-- Source passage --

Little is known about Richard's second born Marianna.

But author and political activist Ryan Hampton described her as "sullen and uncommunicative".

Hampton, who is in recovery from opioid addiction, told The New Yorker that when she needed money, she says, she simply asked her father or a family financial adviser for it.

And questioned about a $4.4-million payment she received some years ago, she says that she has no memory of it.


Rebecca, daughter of Richard and Beth, is believed to have been born in 1989.

She grew up with siblings Marianna and David in Greenwich, Connecticut.

A 2012 graduate of Yale College, Rebecca continued in the family's scientific footsteps to study at the University of California–Davis School of Veterinary Medicine.


Dame Theresa is one of the richest women in Britain.

She married Mortimer in 1980 and the couple had three children – Michael, Marissa and Sophie.

Sophie married England cricketer Jamie Dalrymple in 2009.

In 2019, it was revealed that Theresa had been named in the $500million lawsuit that alleges she helped fuel the opioid crisis.


Mortimer Sackler's daughter Kathe lives in New York and sits on the Purdue board.

Author Patrick Radden Keefe claimed Kathe insisted her family had no reason to apologize for coming up with "the idea" of Oxycontin, which was "very good medicine".


Raymond and his sons Richard and Jonathan were said to be the driving force behind the aggressive sales and marketing of Oxycontin.

His daughter Madeleine is a filmmaker and, in 2010, released a documentary highlighting independently run charter schools.

Jonathan died in 2020 aged 65.

According to a court filing, he passed away on June 30 from cancer.


Raymond's widow and Jonathan's late mother Beverly died in October 2019 aged 95.

She was one of the family members named in the 2019 lawsuit.


Ilene was one of Mortimer's seven children.

She, along with siblings Kathe and Mortimer David, served on the Purdue board of directors.

Ilene was married to American criminal defense lawyer Gerald Bernard Lefcourt, who has represented high-profile clients including convicted sex offender Jeffrey Epstein and actor Russell Crowe.

What was the Oxycontin epidemic?

The US has for years been plagued by an opioid epidemic which has killed hundreds of thousands of people.

More than 500,000 Americans have lost their lives from overdoses of prescription and illegal opioids since 1999, according to the Centers for Disease Control and Prevention.

Purdue Pharma, which pushed for the highly addictive Oxycontin to be rolled out to the masses, has been blamed for the crisis.

-- The data --
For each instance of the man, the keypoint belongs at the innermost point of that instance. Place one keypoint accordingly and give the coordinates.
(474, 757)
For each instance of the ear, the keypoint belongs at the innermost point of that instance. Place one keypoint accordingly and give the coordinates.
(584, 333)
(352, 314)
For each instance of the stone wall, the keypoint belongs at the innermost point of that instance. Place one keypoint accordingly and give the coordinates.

--

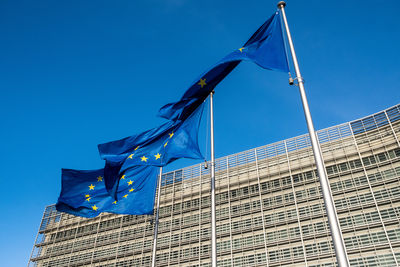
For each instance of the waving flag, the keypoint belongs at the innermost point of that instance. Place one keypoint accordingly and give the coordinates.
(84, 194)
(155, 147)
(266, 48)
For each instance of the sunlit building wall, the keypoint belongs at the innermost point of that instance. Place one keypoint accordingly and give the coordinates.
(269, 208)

==

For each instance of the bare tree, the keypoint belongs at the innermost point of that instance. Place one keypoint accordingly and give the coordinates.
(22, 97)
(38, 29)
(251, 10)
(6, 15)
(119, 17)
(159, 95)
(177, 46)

-- Aim of the task --
Finish out the passage about the Sackler family and the opioid crisis, starting after its last sentence. The lines are not needed for this work.

-- Output of the exercise --
The company began production of the drug in 1995 and it is now the most commonly abused prescription drug in the country.

In August 2021, former Purdue president Richard insisted his family's reign over the Oxycontin maker did not contribute to the national opioid epidemic and downplayed his role in a marketing strategy that prosecutors said led to some unsafe opioid prescriptions.

The Sacklers have long denied wrongdoing in connection with the opioid-related lawsuits that led to the bankruptcy. Purdue has pleaded guilty to fraud and kickback charges.

Richard was also questioned about the Evolve to Excellence program, which according to federal prosecutors encouraged Purdue sales representatives to increase marketing to “extreme, high-volume prescribers”.

He said that while “elements of” Evolve to Excellence were presented to the Purdue board while he sat on it, he did not recall any vote to implement the strategy.

New miniseries Dopesick takes a critical look at Purdue's role in the epidemic.

What's happened to Purdue Pharma?

Purdue filed for bankruptcy protection in September 2019 and a year later reportedly reached a settlement potentially worth $8.3billion.

The company admitted it "knowingly and intentionally conspired and agreed with others to aid and abet" doctors dispensing medication "without a legitimate medical purpose".

In September 2021, the company was dissolved and the Sacklers paid $4.5billion to settle the numerous opioid claims.

On October 13, 2021, a federal judge allowed work to continue on the implementation of a controversial bankruptcy plan.

The government had urged the deal to be halted until it was reviewed on appeal, but Judge Colleen McMahon of the US District Court in Manhattan signaled support for a stay.

She said work on the settlement, valued at between $5 and $10billion, can continue.